Your answer must be an exact copy of the records below, minus the pictures.

### INPUT DATA
******

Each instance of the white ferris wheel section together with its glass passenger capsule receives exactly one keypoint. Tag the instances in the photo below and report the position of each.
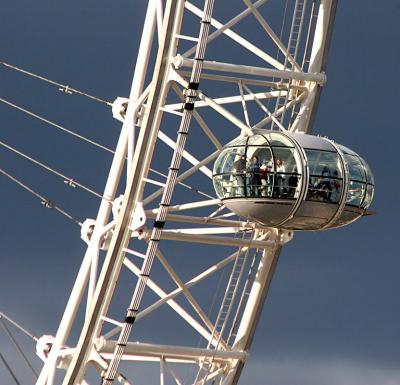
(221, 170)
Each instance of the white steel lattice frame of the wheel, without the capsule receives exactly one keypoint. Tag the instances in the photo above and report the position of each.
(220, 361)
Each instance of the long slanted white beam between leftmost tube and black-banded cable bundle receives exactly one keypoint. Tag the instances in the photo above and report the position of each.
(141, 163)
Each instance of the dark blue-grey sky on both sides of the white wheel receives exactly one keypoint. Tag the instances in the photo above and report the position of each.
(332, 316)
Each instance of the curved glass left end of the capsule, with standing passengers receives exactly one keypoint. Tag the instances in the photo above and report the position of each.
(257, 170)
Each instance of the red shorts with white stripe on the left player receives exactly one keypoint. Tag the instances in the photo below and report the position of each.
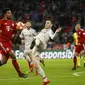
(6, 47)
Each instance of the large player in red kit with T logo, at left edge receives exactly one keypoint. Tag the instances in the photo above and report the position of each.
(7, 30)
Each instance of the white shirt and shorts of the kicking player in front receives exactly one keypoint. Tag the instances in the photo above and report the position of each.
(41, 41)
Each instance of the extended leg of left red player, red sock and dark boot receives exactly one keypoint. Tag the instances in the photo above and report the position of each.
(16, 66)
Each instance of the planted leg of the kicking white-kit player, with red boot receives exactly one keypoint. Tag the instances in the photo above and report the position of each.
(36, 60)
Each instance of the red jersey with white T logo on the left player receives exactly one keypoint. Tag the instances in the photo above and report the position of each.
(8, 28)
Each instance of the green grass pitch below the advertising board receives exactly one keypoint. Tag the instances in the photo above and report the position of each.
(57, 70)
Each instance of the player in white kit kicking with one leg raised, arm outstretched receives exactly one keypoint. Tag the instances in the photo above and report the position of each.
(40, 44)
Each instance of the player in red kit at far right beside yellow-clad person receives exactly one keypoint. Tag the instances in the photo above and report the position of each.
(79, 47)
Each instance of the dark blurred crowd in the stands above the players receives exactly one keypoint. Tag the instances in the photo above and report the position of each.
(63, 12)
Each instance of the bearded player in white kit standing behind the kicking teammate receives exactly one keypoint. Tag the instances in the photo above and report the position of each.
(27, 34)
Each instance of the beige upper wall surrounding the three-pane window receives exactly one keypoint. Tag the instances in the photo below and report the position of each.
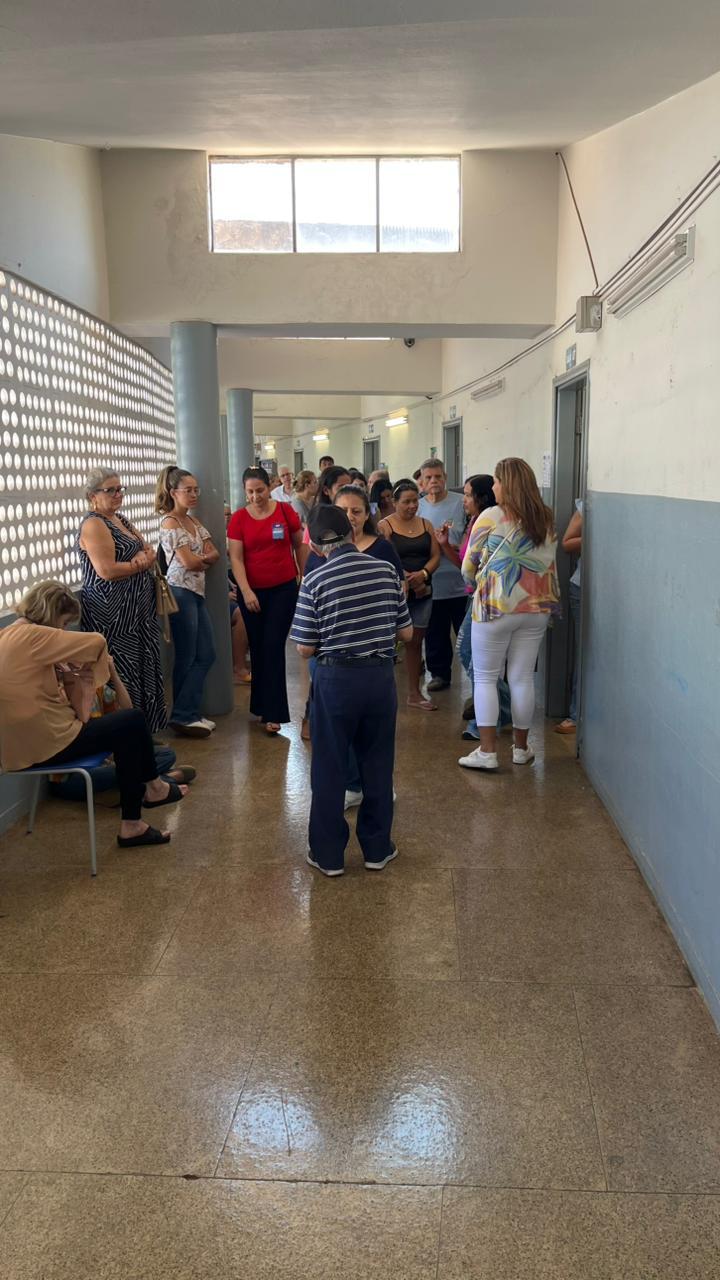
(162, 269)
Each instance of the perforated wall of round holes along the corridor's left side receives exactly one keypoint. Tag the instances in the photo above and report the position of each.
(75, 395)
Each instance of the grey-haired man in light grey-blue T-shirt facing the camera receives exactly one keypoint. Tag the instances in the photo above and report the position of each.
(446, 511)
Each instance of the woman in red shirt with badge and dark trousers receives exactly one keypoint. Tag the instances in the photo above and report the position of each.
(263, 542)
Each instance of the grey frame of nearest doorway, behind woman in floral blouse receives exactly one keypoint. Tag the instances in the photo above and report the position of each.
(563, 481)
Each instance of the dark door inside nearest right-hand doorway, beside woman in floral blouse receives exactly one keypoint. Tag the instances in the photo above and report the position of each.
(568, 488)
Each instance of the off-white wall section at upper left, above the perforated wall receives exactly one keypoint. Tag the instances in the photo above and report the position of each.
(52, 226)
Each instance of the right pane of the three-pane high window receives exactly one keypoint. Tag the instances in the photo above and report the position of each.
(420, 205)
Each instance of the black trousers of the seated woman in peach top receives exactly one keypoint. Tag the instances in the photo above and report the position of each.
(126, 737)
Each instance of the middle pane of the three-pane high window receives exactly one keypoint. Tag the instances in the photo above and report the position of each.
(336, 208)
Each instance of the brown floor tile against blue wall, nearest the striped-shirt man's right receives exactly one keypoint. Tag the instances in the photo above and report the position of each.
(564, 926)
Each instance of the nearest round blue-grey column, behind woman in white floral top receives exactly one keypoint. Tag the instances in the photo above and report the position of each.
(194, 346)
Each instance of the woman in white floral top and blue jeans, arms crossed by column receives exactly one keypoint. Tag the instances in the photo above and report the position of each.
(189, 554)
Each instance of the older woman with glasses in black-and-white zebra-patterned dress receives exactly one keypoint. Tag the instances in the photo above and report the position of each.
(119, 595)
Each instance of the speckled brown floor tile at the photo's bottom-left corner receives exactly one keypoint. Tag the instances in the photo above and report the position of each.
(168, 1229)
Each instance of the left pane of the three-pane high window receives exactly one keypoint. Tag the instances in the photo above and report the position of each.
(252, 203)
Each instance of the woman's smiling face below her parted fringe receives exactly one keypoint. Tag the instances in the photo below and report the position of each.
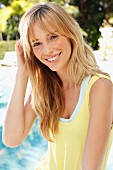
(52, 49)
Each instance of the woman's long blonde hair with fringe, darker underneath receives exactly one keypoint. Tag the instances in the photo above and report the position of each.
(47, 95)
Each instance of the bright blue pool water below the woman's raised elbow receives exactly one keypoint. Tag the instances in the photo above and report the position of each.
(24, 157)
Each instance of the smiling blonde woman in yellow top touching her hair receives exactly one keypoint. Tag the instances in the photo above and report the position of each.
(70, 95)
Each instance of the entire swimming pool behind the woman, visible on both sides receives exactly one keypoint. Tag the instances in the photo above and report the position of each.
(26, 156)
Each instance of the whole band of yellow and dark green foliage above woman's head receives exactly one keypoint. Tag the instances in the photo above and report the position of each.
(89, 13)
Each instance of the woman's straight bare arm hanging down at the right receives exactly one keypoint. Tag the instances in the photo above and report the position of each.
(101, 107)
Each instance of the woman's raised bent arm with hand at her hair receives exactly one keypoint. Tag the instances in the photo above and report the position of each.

******

### WRITTEN ANSWER
Each instance of the white ferris wheel section together with its glass passenger capsule receives exactly one keypoint. Tag the instances in the photo below and report the position of each.
(221, 170)
Each instance of the white steel lattice frame of the wheel, without the capsule receives exactly one keypoint. Tag the instances in the photo above and report the position of each.
(220, 361)
Each instance of the long slanted white beam between leftmost tube and black-banded cable bundle receives exactly one keypoint. Tag the instances in the photo above and report the position of each.
(141, 163)
Each instance of the dark blue-grey sky on both sides of the white wheel receives exactly one keypoint. Tag the instances in the photo above and report the position of each.
(332, 316)
Each instance of the curved glass left end of the capsule, with standing passengers receives exactly one keypoint. Tag the instances in the photo above and report the position of each.
(257, 170)
Each instance of the red shorts with white stripe on the left player receives exactly one keypoint. Tag the instances in the photo below and report the position of each.
(6, 47)
Each instance of the large player in red kit with T logo, at left edge receives exactly one keypoint. Tag the instances in the photo above and report the position of each.
(7, 30)
Each instance of the white shirt and shorts of the kicking player in front receives exactly one keypoint. Tag the instances in the photo above and report the position of each.
(41, 41)
Each instance of the extended leg of left red player, red sock and dark boot receives exactly one keypoint. Tag the instances in the photo above and report the position of each.
(16, 66)
Each instance of the planted leg of the kicking white-kit player, with red boot receives exactly one keypoint. Tag the instances in the photo above and report the position of each.
(36, 60)
Each instance of the red jersey with white T logo on the left player receives exactly one keypoint. Tag the instances in the photo above and report the position of each.
(8, 28)
Each instance of the green grass pitch below the advertising board receives exactly one keypoint. Tag the instances in the photo above and report the position of each.
(57, 70)
Each instance of the player in white kit kicking with one leg raised, arm outstretched receives exactly one keypoint. Tag the instances in the photo above and report the position of each.
(40, 44)
Each instance of the player in red kit at far right beside yellow-clad person receives exactly one keypoint. Tag the instances in the photo above and report the position of each.
(79, 47)
Each instance of the dark blurred crowd in the stands above the players receives exactly one keypoint. Tag the instances in the photo above and report the position of each.
(63, 12)
Each instance of the bearded player in white kit standing behind the kicking teammate receives exactly one keypoint. Tag the instances in the photo above and report the position of each.
(27, 34)
Each instance of the beige upper wall surrounding the three-pane window receives exactly one keypoint. Tag the instances in the photo below and report the position of each.
(162, 269)
Each instance of the perforated wall of round holes along the corridor's left side receives exactly one keypoint. Tag the instances in the photo above and report the position of each.
(75, 395)
Each instance of the grey-haired man in light grey-blue T-shirt facing the camera receives exactly one keypoint. Tag the instances in the photo above and report the position of each.
(446, 511)
Each instance of the woman in red shirt with badge and dark trousers receives exactly one keypoint. Tag the instances in the photo above and report the position of each.
(263, 542)
Each instance of the grey frame of nearest doorway, behind woman in floral blouse receives exactly one keypoint. Tag the instances in the photo above and report the position of each.
(563, 481)
Each instance of the dark door inside nearest right-hand doorway, beside woman in floral blouse receives exactly one keypoint. Tag the instances in the photo above and report the position of each.
(568, 488)
Each instance of the off-white wall section at upper left, above the perforated wall receives exactly one keypoint. Tag the instances in the photo above and report the position of each.
(52, 226)
Each instance of the right pane of the three-pane high window receives exactly one keypoint. Tag the instances in the photo above and report the position of each.
(420, 205)
Each instance of the black trousers of the seated woman in peach top receives exactly one keypoint. Tag the instances in the photo above and report the position of each.
(126, 737)
Each instance of the middle pane of the three-pane high window receives exactly one keypoint. Tag the instances in the photo above and report the position of each.
(336, 208)
Each instance of the brown floor tile against blue wall, nearest the striped-shirt man's right receives exactly one keypoint. Tag the instances in the photo above and report the position of each.
(564, 926)
Each instance of the nearest round blue-grey column, behind woman in white floral top receives exactly one keypoint. Tag the instances in the photo above and report the position of each.
(194, 346)
Each instance of the woman in white floral top and blue jeans, arms crossed by column receives exactly one keypoint. Tag the instances in the photo above and report the position of each.
(189, 554)
Each instance of the older woman with glasses in black-and-white zebra-patterned dress receives exactly one keypoint. Tag the instances in the photo above and report the position of each.
(119, 595)
Each instance of the speckled brown floor tile at the photo's bottom-left corner receives exactly one keypoint. Tag the instances in the photo above and report the position of each.
(168, 1229)
Each instance of the left pane of the three-pane high window receives exactly one keypoint. Tag the instances in the photo above and report the position of each.
(252, 203)
Each instance of the woman's smiling face below her parted fringe receives exactly one keypoint. Tag the instances in the photo below and report the position of each.
(52, 49)
Each instance of the woman's long blonde hair with fringe, darker underneath receives exactly one keypoint. Tag the instances in the photo above and report the position of each.
(47, 95)
Each instance of the bright blue pool water below the woman's raised elbow receives exactly one keypoint. Tag the instances in the photo above and report the position of each.
(24, 157)
Each instance of the smiling blonde woman in yellow top touching her hair receives exactly one keypoint. Tag the instances in the photo above and report the position of each.
(70, 95)
Each instance of the entire swimming pool behind the woman, visible on both sides receives exactly one keypoint. Tag the instances in the photo above and report the position of each.
(26, 156)
Each instance of the whole band of yellow and dark green foliage above woman's head receives exactly one keypoint. Tag the instances in the photo above and report the position of each.
(89, 13)
Each instance of the woman's straight bare arm hanging down at the right receives exactly one keypoint. Tag the instances in the photo above and report the position of each.
(101, 107)
Each instance of the woman's raised bent arm with hand at her hair receives exactly one keypoint. Tag the instances in the photo above and report the position of each.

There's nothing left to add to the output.